Text segment:

Because it can be somewhat difficult to read the exact precipitation amount or time represented by a particular histogram bar, the amount and time are displayed as text near the cursor whenever the cursor is moved across the time-series. The figure shows an example in which the information for hour 21 is highlighted..

 If the user desires to know the precipitation during a subinterval, this can be accomplished by dragging the cursor across the desired subinterval. When the mouse button is released, a new window will appear indicating the total precipitation for the subinterval, and providing information about any data gaps.

In order to effectively deal with this time series information, and to accommodate the wide variety of time intervals that can be displayed from the HPD CD ROM, we found it necessary to develop our own Java class for dealing with dates and times.  Unfortunately, the date classes provided by both Java 1.0.2 and Java 1.1 were either insufficient or too tightly linked to local time (with its complexities having to do with daylight savings time) for our needs.

(Image box annotation records)
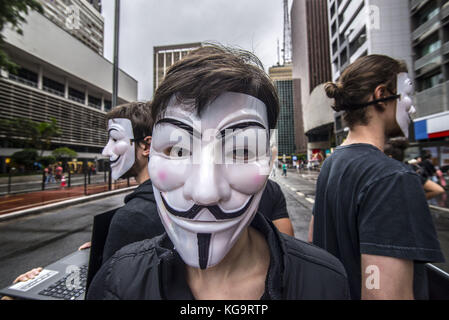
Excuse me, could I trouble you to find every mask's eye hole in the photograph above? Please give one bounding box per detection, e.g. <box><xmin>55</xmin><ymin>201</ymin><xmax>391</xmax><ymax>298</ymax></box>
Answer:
<box><xmin>232</xmin><ymin>148</ymin><xmax>256</xmax><ymax>162</ymax></box>
<box><xmin>163</xmin><ymin>146</ymin><xmax>191</xmax><ymax>159</ymax></box>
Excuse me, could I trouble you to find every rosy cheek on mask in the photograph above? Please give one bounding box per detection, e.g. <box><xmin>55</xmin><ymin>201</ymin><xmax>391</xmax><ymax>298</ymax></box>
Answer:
<box><xmin>224</xmin><ymin>160</ymin><xmax>269</xmax><ymax>195</ymax></box>
<box><xmin>112</xmin><ymin>141</ymin><xmax>130</xmax><ymax>155</ymax></box>
<box><xmin>157</xmin><ymin>170</ymin><xmax>167</xmax><ymax>182</ymax></box>
<box><xmin>148</xmin><ymin>154</ymin><xmax>190</xmax><ymax>192</ymax></box>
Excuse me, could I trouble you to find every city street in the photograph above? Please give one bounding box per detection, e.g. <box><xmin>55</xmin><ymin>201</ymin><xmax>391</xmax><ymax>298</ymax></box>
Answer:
<box><xmin>0</xmin><ymin>170</ymin><xmax>449</xmax><ymax>287</ymax></box>
<box><xmin>273</xmin><ymin>170</ymin><xmax>449</xmax><ymax>272</ymax></box>
<box><xmin>0</xmin><ymin>172</ymin><xmax>107</xmax><ymax>196</ymax></box>
<box><xmin>0</xmin><ymin>193</ymin><xmax>128</xmax><ymax>288</ymax></box>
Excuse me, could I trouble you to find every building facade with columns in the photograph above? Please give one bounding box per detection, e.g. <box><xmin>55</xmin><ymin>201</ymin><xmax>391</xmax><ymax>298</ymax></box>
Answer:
<box><xmin>0</xmin><ymin>11</ymin><xmax>137</xmax><ymax>171</ymax></box>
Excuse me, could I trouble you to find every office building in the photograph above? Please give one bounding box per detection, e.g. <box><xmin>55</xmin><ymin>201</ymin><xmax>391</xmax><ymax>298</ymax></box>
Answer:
<box><xmin>410</xmin><ymin>0</ymin><xmax>449</xmax><ymax>167</ymax></box>
<box><xmin>268</xmin><ymin>64</ymin><xmax>296</xmax><ymax>160</ymax></box>
<box><xmin>153</xmin><ymin>42</ymin><xmax>202</xmax><ymax>91</ymax></box>
<box><xmin>0</xmin><ymin>7</ymin><xmax>137</xmax><ymax>172</ymax></box>
<box><xmin>327</xmin><ymin>0</ymin><xmax>412</xmax><ymax>144</ymax></box>
<box><xmin>39</xmin><ymin>0</ymin><xmax>104</xmax><ymax>55</ymax></box>
<box><xmin>291</xmin><ymin>0</ymin><xmax>335</xmax><ymax>159</ymax></box>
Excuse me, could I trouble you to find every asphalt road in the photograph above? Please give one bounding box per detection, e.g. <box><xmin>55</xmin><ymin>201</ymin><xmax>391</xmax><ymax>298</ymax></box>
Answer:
<box><xmin>0</xmin><ymin>193</ymin><xmax>127</xmax><ymax>288</ymax></box>
<box><xmin>0</xmin><ymin>171</ymin><xmax>449</xmax><ymax>287</ymax></box>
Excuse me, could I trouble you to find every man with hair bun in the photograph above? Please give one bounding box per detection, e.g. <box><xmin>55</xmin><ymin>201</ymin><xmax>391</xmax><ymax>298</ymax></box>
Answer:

Stated task: Resume the passage on the precipitation time-series display, picking up right after its final sentence. You won't need the material.

Expected answer:
Data Structure

• Geopolitical boundaries
• Station metadata (location, name, and description)
• Precipitation data files

Geopolitical Boundaries

By reducing the resolution and carefully choosing a data format, we were able to decrease the size of the files holding the background maps to 12% of their original size. Since computational time to process this map background data is negligible compared to download time for the data over modem lines (even at 56.6 Kb), this reduced the time startup time for the applet considerably.

In addition, to speed up initial download, county and river boundaries are downloaded in the background (in a separate, lower priority thread) after the applet itself is downloaded. (Unfortunately, due to weakness in implementations of Java's multithreading functionality on several platforms, the applet operates noticeably slower until the county and river data are finished downloading.)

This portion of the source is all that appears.